**Required work**:
**A.** Answer these questions using the osteochondral implant abstract. Mark each answer (i), (ii), or (iii) to match its question.
(i) Which existing treatments is the proposed implant meant to surpass?
(ii) What is the biodegradable scaffold base intended to promote?
(iii) Which two features of the cartilage cap will encourage in-growth of adjacent tissue?
**B.** In the osteochondral implant abstract, rewrite the paragraph beginning "Cartilage cap: Synthetic, biostable cartilage replacements" as a short bulleted list that keeps its main facts.
**C.** Pick up the osteochondral implant abstract after its final sentence and keep writing it.

**Supplied passage**:
—————
ABSTRACT
Osteochondral defects (OCDs) – localized damage to the cartilage and subchondral bone of a joint – often
lead to pain, loss of joint function, and osteoarthritis. This work seeks to develop a superior treatment (versus
autografting, allografting, and partial resurfacing implants) to treat OCDs of knees and other joints. Proposed
is a bioprosthetic implant – a “cartilage-capped, regenerative osteochondral plug (CC-ROP)” - that
combines a permanent synthetic resurfacing cartilage cap and a biodegradable bone regenerative
base. The cartilage cap will be prepared from a biostable, ultra-tough hydrogel, circumventing the low
regeneration potential of cartilage tissue and providing immediate matching of the strength, stiffness,
hydration, lubricity, and wear-resistance of native cartilage. The underlying biodegradable scaffold base will
promote new bone formation to anchor the cartilage cap. The CC-ROP’s autograft-sized, cylindrical geometry
will allow for implantation with existing surgical techniques. To promote healing and functionality, both the
cartilage cap and osseous scaffold base will be designed to also support integration with adjacent tissue.
Cartilage cap: Synthetic, biostable cartilage replacements (e.g., UHMWPE) lack the combined biomechanical
properties of native cartilage, and do not provide critical integration to adjacent tissue. Thus, CC-ROP’s
cartilage cap will be prepared with a new electrostatic, double network (DN) hydrogel that has been shown
by the team to mimic the stiffness, strength, and lubrication of native articular cartilage. Poration at the
perimeter of the cap and a bioactive polydopamine coating will encourage in-growth of adjacent tissue.
—————
**Exercise data**:
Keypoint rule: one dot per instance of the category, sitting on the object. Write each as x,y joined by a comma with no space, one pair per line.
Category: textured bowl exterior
—————
**Exercise answers**:
**A.**
(i) Autografting, allografting, and partial resurfacing implants.
(ii) New bone formation to anchor the cartilage cap.
(iii) Poration at the perimeter of the cap and a bioactive polydopamine coating.

**B.**
- Synthetic, biostable cartilage replacements such as UHMWPE lack the combined biomechanical properties of native cartilage and do not integrate with adjacent tissue.
- The CC-ROP's cartilage cap will instead use a new electrostatic, double network (DN) hydrogel. The team has shown that this hydrogel mimics the stiffness, strength, and lubrication of native articular cartilage.
- Poration at the cap's perimeter and a bioactive polydopamine coating will encourage in-growth of adjacent tissue.

**C.**
Osseous scaffold base: The base will be formed with a biodegradable, templated semi-interpenetrating
polymer network (semi-IPN) PCL:PLLA scaffold that the team has shown supports hBMSC osteogenesis in
vitro, as well as neotissue formation and integration in vivo. CC-ROP: To evaluate their potential to heal
OCDs, CC-ROPs will be evaluated in terms of metrics of cartilage resurfacing and integration, as well as
osseous tissue regeneration and integration. Prof. Melissa Grunlan (PI) will lead all efforts in Aims 1-2
related to the fabrication of the CC-ROPs. Prof. Mariah Hahn (Co-I) will lead in vitro cell culture studies
(Aim 1) to evaluate hBMSC behavior on the osseous scaffolds as well as the potential for chondrocytic
invasion into the cartilage cap and immunoreactivity of potential cap wear debris. In Aim 2, the in vivo
performance of the CC-ROPs in a rabbit femoral condyle OCD model will be assessed. Prof. Brian Saunders
(Co-I) will lead subcutaneous biocompatibility studies (in rats) and OCD studies (in rabbits) in terms of
histology and micro-CT. Prof. Michael Moreno will lead efforts to test the biomechanical properties of the
explanted rabbit knees and controls. A veterinary pathologist, Prof. Roy Pool (consultant), will read and score
histology slides (Aim 2). Dr. Patrick McCulloch (consultant), an orthopedic surgeon, will provide guidance.